[[ Source document, beginning ]]

Hey list,
at the very busy (many threads, many packets, 8 cores) DFN radsecproxy we recently got some crashes looking like
#0 0x00002aeb05fffe54 in SSL_write (s=0x0, buf=0x2aeb482a1d00, num=20) at ssl_lib.c:989 No locals. #1 0x000000000040ce3c in tlsserverwr (arg=0x2aeb48177620) at tls.c:339 cnt = 0 error = <optimized out> client = 0x2aeb48177620 replyq = 0x2aeb48291e60 reply = 0x2aeb482c2190 #2 0x00002aeb06650064 in start_thread (arg=0x2aeb3212d700) at pthread_create.c:309 __res = <optimized out> pd = 0x2aeb3212d700 now = <optimized out> unwind_buf = {cancel_jmp_buf = {{jmp_buf = {47189645776640, 1280935663696751663, 0, 47190015195840, 15, 47189645776640, 4904604809065540655, 4904632170130975791}, mask_was_saved = 0}}, priv = {pad = {0x0, 0x0, 0x0, 0x0}, data = {prev = 0x0, cleanup = 0x0, canceltype = 0}}} not_first_call = <optimized out> pagesize_m1 = <optimized out> sp = <optimized out> freesize = <optimized out> __PRETTY_FUNCTION__ = "start_thread"

[[ Source document, end ]]
[[ Provided material, beginning ]]

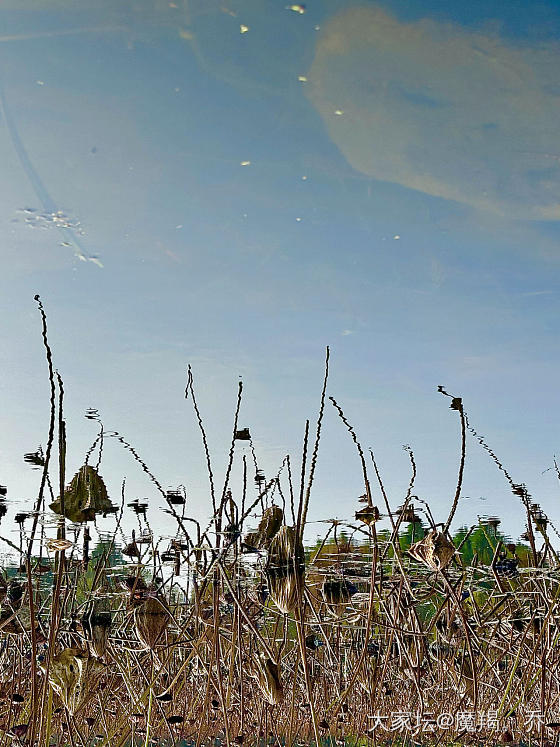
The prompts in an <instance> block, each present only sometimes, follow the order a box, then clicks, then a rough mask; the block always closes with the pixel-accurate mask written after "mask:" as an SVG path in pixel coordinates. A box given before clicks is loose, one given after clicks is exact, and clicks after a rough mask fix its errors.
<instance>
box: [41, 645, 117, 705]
mask: <svg viewBox="0 0 560 747" xmlns="http://www.w3.org/2000/svg"><path fill="white" fill-rule="evenodd" d="M40 666H41V669H42V670H43V672H45V671H46V666H45V665H44V664H41V665H40ZM104 669H105V667H104V665H103V664H102V663H101V662H100V661H98V660H97V659H95V658H94V657H92V656H90V655H89V653H88V652H87V651H82V650H81V649H79V648H65V649H63V650H62V651H61V652H60V653H59V654H56V656H53V658H52V659H51V661H50V665H49V667H48V676H49V683H50V685H51V687H52V689H53V690H54V691H55V693H56V694H57V695H58V696H59V697H60V699H61V700H62V702H63V704H64V705H65V706H66V708H68V711H69V712H70V713H71V714H72V715H74V714H75V713H76V712H77V711H78V709H79V708H80V706H82V705H83V704H85V703H86V701H87V699H88V696H89V694H90V693H91V692H93V691H94V690H95V688H96V686H97V684H98V682H99V679H100V677H101V675H102V673H103V671H104Z"/></svg>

[[ Provided material, end ]]

— Apply what you read —
**1)** Please list the function names of all the stack frames in the backtrace of the radsecproxy crash post.
**2)** Pick up the radsecproxy crash post after its final line, the one ending in the backtrace, and carry it on.

— Task-by-task results —
**1)** SSL_write, tlsserverwr, start_thread

**2)**
I think this is a race condition among 2 threads in the lines
https://git.nordu.net/?p=radsecproxy.git;a=blob;f=tls.c;h=567a6be3491751cb70... and https://git.nordu.net/?p=radsecproxy.git;a=blob;f=tls.c;h=567a6be3491751cb70...
(i.e. client->ssl will be nulled before SSL_write() is called )
The attached patch against 1.6.9 fixes this while trying to be non-invasive to the code flow. There is still the chance of running SSL_write on a 'broken' tls connection but this is handled by openssl and 'cnt' anyway -- one could perhaps adjust the debug message then :).
The same problem exists for the dtls-case for which I don't have a test case at the moment but a patch could look exactly the same.
https://git.nordu.net/?p=radsecproxy.git;a=blob;f=dtls.c;h=f8660925ab28caef6...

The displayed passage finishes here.